_Exercise text_:

——

When a call comes in for a bad crash or a dangerous home birth in Putnam County, paramedics are no longer just bringing bandages and oxygen. Putnam County EMS in Cookeville is now carrying blood on its ambulances and can start transfusions in the field before patients ever see an emergency room. Several units are outfitted with climate-controlled coolers and inline warmers so medics can deliver blood to crash scenes, home births, and other life-threatening calls, all with the goal of cutting the time to first transfusion on runs where minutes can mean the difference between life and death.
What Changed in Putnam County
Putnam County has joined roughly half a dozen Tennessee counties that already offer prehospital blood, and local ambulances now carry specialized coolers and warmers that keep units within the strict temperature range required for safe use, according to WSMV. The station reported that the program comes with an annual tab of about $25,000 for blood products, storage, and training. Blood for both Putnam and nearby Williamson County will come through a partnership with Blood Assurance.
Where the Blood Comes From
Putnam County’s blood supply will be managed through a partnership with Blood Assurance, a regional blood center that serves hospitals across Tennessee and neighboring states. Blood centers and partner hospitals typically rotate units, maintain detailed temperature logs, and require ongoing clinician training, steps that add recurring cost and operational complexity to any prehospital transfusion program.
Local Precedent and Lifesaving Examples
Williamson Health EMS in Brentwood, an early adopter in Middle Tennessee, used an in-ambulance transfusion during a 2024 premature home birth that local staff credit with saving a mother and her newborn. Michael Wallace, chief of Williamson Health EMS, told WSMV that crews “never give the product unless it’s life-threatening,” underscoring that transfusions are reserved for the most critical calls.

——

_Exercise data_:
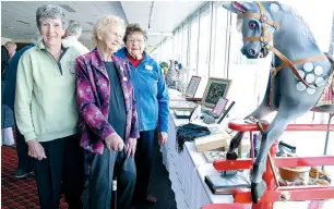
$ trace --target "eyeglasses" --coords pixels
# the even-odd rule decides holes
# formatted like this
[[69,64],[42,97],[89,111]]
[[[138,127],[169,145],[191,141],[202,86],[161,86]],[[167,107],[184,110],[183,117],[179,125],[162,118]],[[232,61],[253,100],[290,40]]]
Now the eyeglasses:
[[135,41],[138,42],[138,44],[143,44],[144,42],[144,40],[140,40],[140,39],[129,39],[129,40],[127,40],[128,42],[131,42],[131,44],[134,44]]
[[119,35],[118,33],[116,32],[110,32],[112,34],[112,36],[117,37],[118,39],[122,39],[122,36]]

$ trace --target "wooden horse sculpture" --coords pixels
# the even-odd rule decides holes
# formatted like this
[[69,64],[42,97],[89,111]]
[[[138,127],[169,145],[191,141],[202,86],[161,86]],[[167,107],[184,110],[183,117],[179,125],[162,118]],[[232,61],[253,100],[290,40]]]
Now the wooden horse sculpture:
[[[288,123],[310,110],[334,112],[333,60],[321,52],[307,23],[279,2],[232,1],[223,7],[237,13],[242,23],[243,56],[258,59],[273,52],[263,101],[247,116],[262,119],[277,111],[262,136],[253,164],[251,195],[253,202],[258,202],[266,189],[262,175],[269,150]],[[232,138],[227,159],[237,158],[235,150],[242,136],[239,132]]]

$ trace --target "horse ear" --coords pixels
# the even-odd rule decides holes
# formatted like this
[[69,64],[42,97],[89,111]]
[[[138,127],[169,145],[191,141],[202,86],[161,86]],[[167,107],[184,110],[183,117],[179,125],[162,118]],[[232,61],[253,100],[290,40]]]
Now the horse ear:
[[223,7],[234,13],[246,13],[251,9],[251,4],[247,1],[232,1],[231,3],[224,3]]

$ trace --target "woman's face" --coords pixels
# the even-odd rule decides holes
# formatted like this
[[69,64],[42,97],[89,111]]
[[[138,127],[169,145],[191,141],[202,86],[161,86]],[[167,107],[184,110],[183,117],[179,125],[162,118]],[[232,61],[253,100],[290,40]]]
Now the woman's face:
[[104,28],[97,38],[111,52],[116,52],[122,42],[122,27],[110,25]]
[[61,19],[44,19],[40,22],[40,35],[45,46],[60,45],[64,35]]
[[145,49],[145,38],[142,33],[128,35],[126,47],[128,52],[133,57],[140,57]]

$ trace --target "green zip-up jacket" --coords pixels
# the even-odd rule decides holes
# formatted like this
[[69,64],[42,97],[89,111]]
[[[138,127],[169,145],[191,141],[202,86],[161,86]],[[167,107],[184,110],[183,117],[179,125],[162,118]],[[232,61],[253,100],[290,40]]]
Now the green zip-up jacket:
[[23,53],[17,66],[14,111],[26,142],[49,142],[77,133],[75,59],[83,53],[63,41],[57,62],[43,40]]

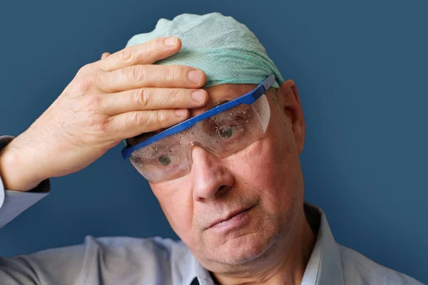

——

_Work instruction_:
Reproduce the passage from the article on Putnam County's ambulance blood program above word for word, beginning at "When a call" and stopping after "life and death.".

_Written response_:
When a call comes in for a bad crash or a dangerous home birth in Putnam County, paramedics are no longer just bringing bandages and oxygen. Putnam County EMS in Cookeville is now carrying blood on its ambulances and can start transfusions in the field before patients ever see an emergency room. Several units are outfitted with climate-controlled coolers and inline warmers so medics can deliver blood to crash scenes, home births, and other life-threatening calls, all with the goal of cutting the time to first transfusion on runs where minutes can mean the difference between life and death.